### Extrait choisi
———
Changement de garde en Écosse. Au terme d’une campagne particulièrement âpre, Humza Yousaf a été choisi lundi par les indépendantistes pour succéder à Nicola Sturgeon à la tête du parti national écossais (SNP), devenant de facto le nouveau premier ministre de cette région constituante du Royaume-Uni.

Dans son discours de victoire, M. Yousaf, 37 ans, a promis de poursuivre le combat pour l’indépendance de l’Écosse, précisant que le « peuple » écossais en avait besoin « dès maintenant, plus que jamais » et que cette « génération » finirait par l’obtenir.

Ministre de la Santé depuis 2021, M. Yousaf est le premier musulman à diriger un parti politique important au Royaume-Uni.

Aucun candidat n’ayant recueilli plus de 50 % des suffrages au premier tour, il s’est imposé au deuxième décompte, recueillant 52 % des voix, contre la ministre des Finances Kate Forbes (48 %), aux positions conservatrices controversées.

Plus de 50 000 membres du SNP ont participé à ce scrutin déclenché le mois dernier par la démission surprise de Nicola Sturgeon, qui dirigeait l’Écosse d’une main de fer depuis huit ans.

En choisissant Humza Yousaf, la formation fait le choix de la continuité, puisque ce proche de Mme Sturgeon, adoubé par la plupart des ténors du parti, a promis de poursuivre la politique progressiste de sa prédécesseure.

« Cela nous dit qu’il n’y aura pas énormément de changement dans le SNP. Humza Yousaf n’est pas un communicateur et un débatteur aussi chevronné que Nicola Sturgeon. Mais pour le reste, ce sera simplement plus de la même chose », résume James Mitchell, professeur de sciences politiques à l’Université d’Édimbourg.
———
### Énoncé 1
Les affirmations suivantes concordent-elles avec l’article sur l’élection de Humza Yousaf ? Répondez par oui ou par non en citant textuellement les mots décisifs : (a) Humza Yousaf a obtenu la majorité dès le premier tour ; (b) plus de 50 000 membres du SNP ont pris part au vote ; (c) M. Yousaf occupe le poste de ministre de la Santé depuis 2021.
### Énoncé 2
Extrayez de l’article sur l’élection de Humza Yousaf le passage qui commence par « Changement de garde » et se poursuit jusqu’à « finirait par l’obtenir. ».

Liste de données
———
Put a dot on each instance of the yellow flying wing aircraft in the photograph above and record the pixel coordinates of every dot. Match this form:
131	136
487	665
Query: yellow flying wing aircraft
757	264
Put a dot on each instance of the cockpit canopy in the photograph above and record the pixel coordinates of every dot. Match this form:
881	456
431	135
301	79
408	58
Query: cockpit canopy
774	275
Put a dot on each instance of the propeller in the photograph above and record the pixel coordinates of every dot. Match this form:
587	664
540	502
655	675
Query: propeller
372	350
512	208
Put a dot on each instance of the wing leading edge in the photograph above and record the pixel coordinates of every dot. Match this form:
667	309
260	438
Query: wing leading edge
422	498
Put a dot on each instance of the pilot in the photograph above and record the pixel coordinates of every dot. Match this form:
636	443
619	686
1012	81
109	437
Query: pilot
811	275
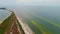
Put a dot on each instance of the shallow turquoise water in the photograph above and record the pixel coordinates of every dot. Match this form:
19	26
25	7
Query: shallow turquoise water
4	14
41	25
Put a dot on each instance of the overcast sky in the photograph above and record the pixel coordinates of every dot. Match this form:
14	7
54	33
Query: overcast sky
30	2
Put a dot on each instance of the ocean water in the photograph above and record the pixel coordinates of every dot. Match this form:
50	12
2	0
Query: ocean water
3	15
41	19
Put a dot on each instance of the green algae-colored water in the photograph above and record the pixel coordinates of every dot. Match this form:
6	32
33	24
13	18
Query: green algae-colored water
4	14
43	20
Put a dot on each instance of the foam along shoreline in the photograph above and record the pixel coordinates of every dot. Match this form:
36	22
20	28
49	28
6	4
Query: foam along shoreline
25	27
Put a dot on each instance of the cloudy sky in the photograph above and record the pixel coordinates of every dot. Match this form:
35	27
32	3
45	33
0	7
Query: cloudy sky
30	2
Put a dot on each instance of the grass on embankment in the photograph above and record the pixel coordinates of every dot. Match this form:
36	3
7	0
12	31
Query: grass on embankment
22	31
6	24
———
### Réponse complète 1
(a) Non : « Aucun candidat n’ayant recueilli plus de 50 % des suffrages au premier tour »
(b) Oui : « Plus de 50 000 membres du SNP ont participé à ce scrutin »
(c) Oui : « Ministre de la Santé depuis 2021 »

### Réponse complète 2
Changement de garde en Écosse. Au terme d’une campagne particulièrement âpre, Humza Yousaf a été choisi lundi par les indépendantistes pour succéder à Nicola Sturgeon à la tête du parti national écossais (SNP), devenant de facto le nouveau premier ministre de cette région constituante du Royaume-Uni.

Dans son discours de victoire, M. Yousaf, 37 ans, a promis de poursuivre le combat pour l’indépendance de l’Écosse, précisant que le « peuple » écossais en avait besoin « dès maintenant, plus que jamais » et que cette « génération » finirait par l’obtenir.